DO THIS:
In the data below, find the line containing "Keypoint placement: for each instance of the chin, put"; reproduce that line and all subsequent lines exactly, and nothing else.

_____

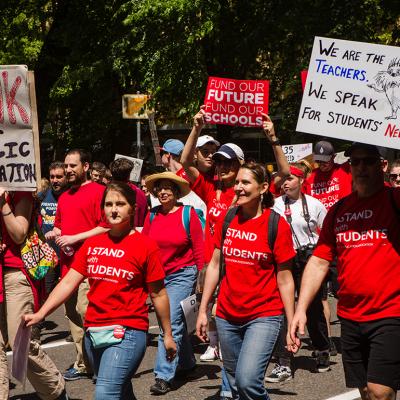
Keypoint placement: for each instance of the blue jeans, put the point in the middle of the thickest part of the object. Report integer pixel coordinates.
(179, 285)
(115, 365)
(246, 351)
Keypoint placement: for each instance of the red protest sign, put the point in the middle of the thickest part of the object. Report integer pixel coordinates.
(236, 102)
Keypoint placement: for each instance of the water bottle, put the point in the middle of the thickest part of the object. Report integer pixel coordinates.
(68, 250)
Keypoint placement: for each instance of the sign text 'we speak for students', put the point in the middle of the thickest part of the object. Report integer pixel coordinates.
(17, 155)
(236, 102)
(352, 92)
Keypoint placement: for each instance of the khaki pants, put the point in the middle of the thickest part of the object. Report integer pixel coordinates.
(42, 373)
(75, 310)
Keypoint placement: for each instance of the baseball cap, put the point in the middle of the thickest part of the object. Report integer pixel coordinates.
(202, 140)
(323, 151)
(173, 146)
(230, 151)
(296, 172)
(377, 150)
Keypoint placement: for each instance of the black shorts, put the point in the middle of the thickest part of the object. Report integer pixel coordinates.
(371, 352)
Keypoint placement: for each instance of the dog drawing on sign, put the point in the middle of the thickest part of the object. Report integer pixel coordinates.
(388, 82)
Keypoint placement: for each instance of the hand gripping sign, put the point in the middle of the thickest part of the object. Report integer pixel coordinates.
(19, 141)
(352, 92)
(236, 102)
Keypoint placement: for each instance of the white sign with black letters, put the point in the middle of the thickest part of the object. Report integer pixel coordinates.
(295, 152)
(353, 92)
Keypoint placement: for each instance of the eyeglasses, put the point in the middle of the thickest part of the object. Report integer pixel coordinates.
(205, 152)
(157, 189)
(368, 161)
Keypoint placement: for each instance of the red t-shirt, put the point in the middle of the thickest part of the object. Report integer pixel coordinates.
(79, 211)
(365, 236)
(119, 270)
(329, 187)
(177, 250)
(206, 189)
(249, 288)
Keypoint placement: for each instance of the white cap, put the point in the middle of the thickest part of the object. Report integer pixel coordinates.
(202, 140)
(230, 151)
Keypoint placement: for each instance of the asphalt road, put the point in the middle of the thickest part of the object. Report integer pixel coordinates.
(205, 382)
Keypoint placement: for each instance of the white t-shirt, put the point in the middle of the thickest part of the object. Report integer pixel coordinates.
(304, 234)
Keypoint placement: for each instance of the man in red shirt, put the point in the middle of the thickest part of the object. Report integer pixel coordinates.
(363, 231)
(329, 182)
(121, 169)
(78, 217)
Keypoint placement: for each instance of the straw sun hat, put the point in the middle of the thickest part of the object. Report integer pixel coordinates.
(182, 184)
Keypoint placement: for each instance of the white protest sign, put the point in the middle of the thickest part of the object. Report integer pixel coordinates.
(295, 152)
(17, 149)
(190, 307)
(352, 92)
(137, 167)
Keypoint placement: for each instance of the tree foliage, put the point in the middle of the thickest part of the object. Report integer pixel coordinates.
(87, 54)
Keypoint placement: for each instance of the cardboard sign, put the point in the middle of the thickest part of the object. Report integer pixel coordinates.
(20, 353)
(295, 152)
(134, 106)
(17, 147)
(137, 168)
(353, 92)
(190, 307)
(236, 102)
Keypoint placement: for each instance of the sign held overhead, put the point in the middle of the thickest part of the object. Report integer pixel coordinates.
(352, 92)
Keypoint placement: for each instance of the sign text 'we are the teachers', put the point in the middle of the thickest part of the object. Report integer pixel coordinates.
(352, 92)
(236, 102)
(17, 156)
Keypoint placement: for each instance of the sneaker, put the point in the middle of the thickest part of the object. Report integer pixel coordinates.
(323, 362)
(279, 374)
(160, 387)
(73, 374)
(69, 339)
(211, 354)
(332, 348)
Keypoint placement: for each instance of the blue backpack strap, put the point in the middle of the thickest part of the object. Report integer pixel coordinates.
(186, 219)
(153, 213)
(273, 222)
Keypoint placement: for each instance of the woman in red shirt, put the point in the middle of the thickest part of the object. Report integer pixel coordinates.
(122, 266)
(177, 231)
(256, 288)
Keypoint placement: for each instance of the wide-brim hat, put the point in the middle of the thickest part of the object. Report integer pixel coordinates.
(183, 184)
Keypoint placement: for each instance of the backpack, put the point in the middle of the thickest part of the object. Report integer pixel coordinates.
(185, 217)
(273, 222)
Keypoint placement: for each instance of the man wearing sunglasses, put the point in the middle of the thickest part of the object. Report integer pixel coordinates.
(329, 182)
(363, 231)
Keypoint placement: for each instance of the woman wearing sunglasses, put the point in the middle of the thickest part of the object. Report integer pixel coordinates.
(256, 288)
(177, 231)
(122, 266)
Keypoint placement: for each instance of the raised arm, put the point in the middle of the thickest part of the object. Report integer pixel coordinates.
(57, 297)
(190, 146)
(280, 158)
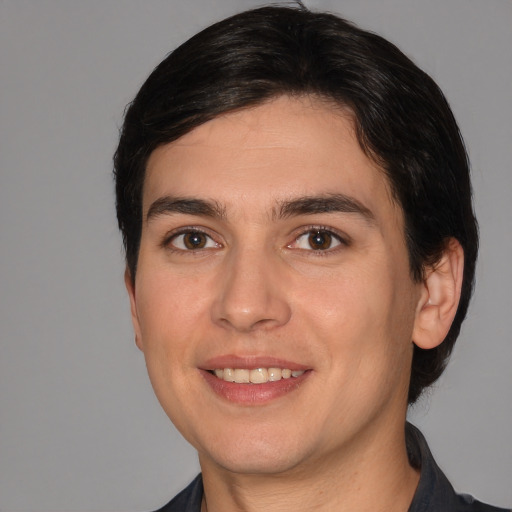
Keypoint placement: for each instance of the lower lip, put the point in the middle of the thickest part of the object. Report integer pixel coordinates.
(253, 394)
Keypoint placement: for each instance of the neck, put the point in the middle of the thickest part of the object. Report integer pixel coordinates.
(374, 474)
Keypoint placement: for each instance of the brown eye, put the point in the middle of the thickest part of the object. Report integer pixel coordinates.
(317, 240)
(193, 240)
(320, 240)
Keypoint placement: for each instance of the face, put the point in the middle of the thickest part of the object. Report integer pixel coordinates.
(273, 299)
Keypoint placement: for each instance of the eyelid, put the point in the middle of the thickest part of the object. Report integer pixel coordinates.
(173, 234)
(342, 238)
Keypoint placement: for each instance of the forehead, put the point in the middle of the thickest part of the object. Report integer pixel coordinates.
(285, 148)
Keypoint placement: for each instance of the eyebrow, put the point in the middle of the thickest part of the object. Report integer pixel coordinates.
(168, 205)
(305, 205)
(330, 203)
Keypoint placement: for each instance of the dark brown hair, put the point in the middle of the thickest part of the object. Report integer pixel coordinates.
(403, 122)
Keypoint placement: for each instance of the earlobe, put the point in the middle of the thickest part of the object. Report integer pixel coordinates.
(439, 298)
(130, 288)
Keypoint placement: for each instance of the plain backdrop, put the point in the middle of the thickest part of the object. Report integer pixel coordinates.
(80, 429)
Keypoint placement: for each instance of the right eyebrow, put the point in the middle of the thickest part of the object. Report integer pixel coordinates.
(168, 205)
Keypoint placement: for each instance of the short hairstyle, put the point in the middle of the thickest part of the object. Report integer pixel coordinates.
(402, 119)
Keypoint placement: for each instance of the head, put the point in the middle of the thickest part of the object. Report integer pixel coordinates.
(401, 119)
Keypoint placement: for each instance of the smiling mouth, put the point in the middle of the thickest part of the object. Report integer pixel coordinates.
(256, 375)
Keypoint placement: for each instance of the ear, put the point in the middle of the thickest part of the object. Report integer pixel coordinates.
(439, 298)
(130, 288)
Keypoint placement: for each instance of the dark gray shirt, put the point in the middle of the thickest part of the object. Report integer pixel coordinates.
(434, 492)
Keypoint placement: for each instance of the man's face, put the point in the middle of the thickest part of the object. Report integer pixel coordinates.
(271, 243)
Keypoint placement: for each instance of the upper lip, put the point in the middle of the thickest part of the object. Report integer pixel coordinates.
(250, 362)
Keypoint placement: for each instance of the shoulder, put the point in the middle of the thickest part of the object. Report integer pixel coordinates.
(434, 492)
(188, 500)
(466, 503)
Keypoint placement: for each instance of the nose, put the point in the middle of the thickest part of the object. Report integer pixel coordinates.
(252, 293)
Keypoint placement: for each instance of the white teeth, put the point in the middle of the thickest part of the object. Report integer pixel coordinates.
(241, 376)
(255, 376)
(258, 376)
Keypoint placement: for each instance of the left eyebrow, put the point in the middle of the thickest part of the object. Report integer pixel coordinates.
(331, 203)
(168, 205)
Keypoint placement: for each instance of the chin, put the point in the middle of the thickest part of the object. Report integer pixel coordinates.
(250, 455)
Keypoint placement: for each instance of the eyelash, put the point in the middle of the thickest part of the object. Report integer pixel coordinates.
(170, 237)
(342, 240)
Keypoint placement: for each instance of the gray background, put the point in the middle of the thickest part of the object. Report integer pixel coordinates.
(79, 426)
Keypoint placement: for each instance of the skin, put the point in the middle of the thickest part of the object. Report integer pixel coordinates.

_____

OUTPUT FOR THIS EXERCISE:
Keypoint placement: for each instance of the chin, put the point in the middle of the thickest part of the object. Report integer pixel coordinates.
(250, 455)
Keypoint placement: for each instance of the eyelash, put the point in the middle of the thickest part of the object. Report integer pixel coordinates.
(170, 237)
(342, 240)
Keypoint placement: for each instance of the gray background, put the point in the middle of the thickest part of the object. Report integer pixel coordinates.
(79, 426)
Keypoint placement: for each instance of the skin, put the point in the middle of the thickest part of the object. Report integer pixel coordinates.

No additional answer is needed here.